• 本文抜粋:
:::
2021年02月26日
私学共済:専任の概ね3/4以上の勤務時間
私学教員が加入する年金は私学共済なのだけれど、正規職員は義務なので当然加入している。
しかし、非正規職員を大勢雇うことで人件費の大幅コストダウンを行っている多くの私学では、その職員には費用折半になる私学共済に加入させない傾向が極めて強い。
私学共済では専任の概ね3/4以上の勤務時間がある非正規職員には加入させるよう指導しているらしいが、実際の条件は学校によってまちまちだ。
週に9コマ、10コマ程度から加入させている学校もあるが、ひどいところでは26コマ以上としているところもある。
普通の高校なら、月~金6時間授業=30時間。土曜日がある学校では加えて4時間。最大34時間のうちの26コマを一人の教員に担当させることなど普通あり得ない。
授業には準備も後片付けも採点時間も試験作成も付帯する。そのため大学の非常勤などでは1コマは少なくとも1.5倍の時間の業務量と考えることが多いらしい。
基本勤務時間週35時間であっても授業時間は専任で週12~15コマ程度(ホームルーム込み)であることが多く、この3/4ということで非常勤講師の加入要件を9コマ、10コマを最低線とする学校があるわけだ。
一方、専任の勤務時間が週35時間で、この3/4である26時間を26コマと読み替えて条件としている学校もあるわけだ。時間とコマは本来違うものだが、それを同じとみなして取り扱っているのだ。一人の講師に26コマも持たせることはまず考えられない。要するに最初から加入させるつもりがサラサラないのである。
:::
• 提供データ:
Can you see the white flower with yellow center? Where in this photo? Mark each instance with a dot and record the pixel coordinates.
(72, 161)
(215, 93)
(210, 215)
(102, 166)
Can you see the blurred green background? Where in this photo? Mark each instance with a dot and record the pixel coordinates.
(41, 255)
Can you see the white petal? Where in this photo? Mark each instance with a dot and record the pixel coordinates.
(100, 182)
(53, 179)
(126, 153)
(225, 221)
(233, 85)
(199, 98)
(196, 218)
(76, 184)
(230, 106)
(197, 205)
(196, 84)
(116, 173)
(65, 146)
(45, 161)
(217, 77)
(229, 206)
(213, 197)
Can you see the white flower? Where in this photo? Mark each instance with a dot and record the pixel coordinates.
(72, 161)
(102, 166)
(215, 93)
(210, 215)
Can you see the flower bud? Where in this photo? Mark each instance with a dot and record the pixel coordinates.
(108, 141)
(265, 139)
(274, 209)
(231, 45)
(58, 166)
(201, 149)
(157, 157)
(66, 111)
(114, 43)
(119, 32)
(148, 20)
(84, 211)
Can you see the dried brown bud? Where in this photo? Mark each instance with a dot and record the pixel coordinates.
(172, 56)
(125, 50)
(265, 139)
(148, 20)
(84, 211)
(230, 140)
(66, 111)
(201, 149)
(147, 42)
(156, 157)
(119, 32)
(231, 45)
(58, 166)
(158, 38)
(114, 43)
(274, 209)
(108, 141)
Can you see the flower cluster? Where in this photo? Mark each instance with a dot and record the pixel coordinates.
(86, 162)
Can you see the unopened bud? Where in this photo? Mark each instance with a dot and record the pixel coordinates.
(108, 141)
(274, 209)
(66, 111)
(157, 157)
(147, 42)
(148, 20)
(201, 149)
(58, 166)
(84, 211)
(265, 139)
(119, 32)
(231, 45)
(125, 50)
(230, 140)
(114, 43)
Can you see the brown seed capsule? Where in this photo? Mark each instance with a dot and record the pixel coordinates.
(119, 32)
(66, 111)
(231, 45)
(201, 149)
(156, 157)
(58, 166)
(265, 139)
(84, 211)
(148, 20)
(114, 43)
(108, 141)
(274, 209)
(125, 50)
:::
• やること:
1 > 本文抜粋によると、大学の非常勤などでは1コマをどれだけの業務量と考えることが多いか。
2 > 次の(a)~(c)が本文抜粋の内容と合うかどうかを「はい」か「いいえ」で答え、判断の決め手となる本文抜粋の語句をそのまま引用せよ。
(a) 私学共済は、専任の概ね3/4以上の勤務時間がある非正規職員を加入させるよう指導しているらしい。
(b) 非正規職員の加入条件はどの学校でも同じである。
(c) 土曜日がある普通の高校では、授業時間は最大で週34時間になる。
3 > 本文抜粋のうち、「しかし、非正規職員を大勢雇う」で始まり「低線とする学校があるわけだ。」で終わる部分を、一字も変えずに出力せよ。

• 期待する出力:
1 > 少なくとも1.5倍の時間の業務量と考えることが多い。

2 >
(a) はい。「私学共済では専任の概ね3/4以上の勤務時間がある非正規職員には加入させるよう指導しているらしい」
(b) いいえ。「実際の条件は学校によってまちまちだ」
(c) はい。「最大34時間」

3 >
しかし、非正規職員を大勢雇うことで人件費の大幅コストダウンを行っている多くの私学では、その職員には費用折半になる私学共済に加入させない傾向が極めて強い。
私学共済では専任の概ね3/4以上の勤務時間がある非正規職員には加入させるよう指導しているらしいが、実際の条件は学校によってまちまちだ。
週に9コマ、10コマ程度から加入させている学校もあるが、ひどいところでは26コマ以上としているところもある。
普通の高校なら、月~金6時間授業=30時間。土曜日がある学校では加えて4時間。最大34時間のうちの26コマを一人の教員に担当させることなど普通あり得ない。
授業には準備も後片付けも採点時間も試験作成も付帯する。そのため大学の非常勤などでは1コマは少なくとも1.5倍の時間の業務量と考えることが多いらしい。
基本勤務時間週35時間であっても授業時間は専任で週12~15コマ程度(ホームルーム込み)であることが多く、この3/4ということで非常勤講師の加入要件を9コマ、10コマを最低線とする学校があるわけだ。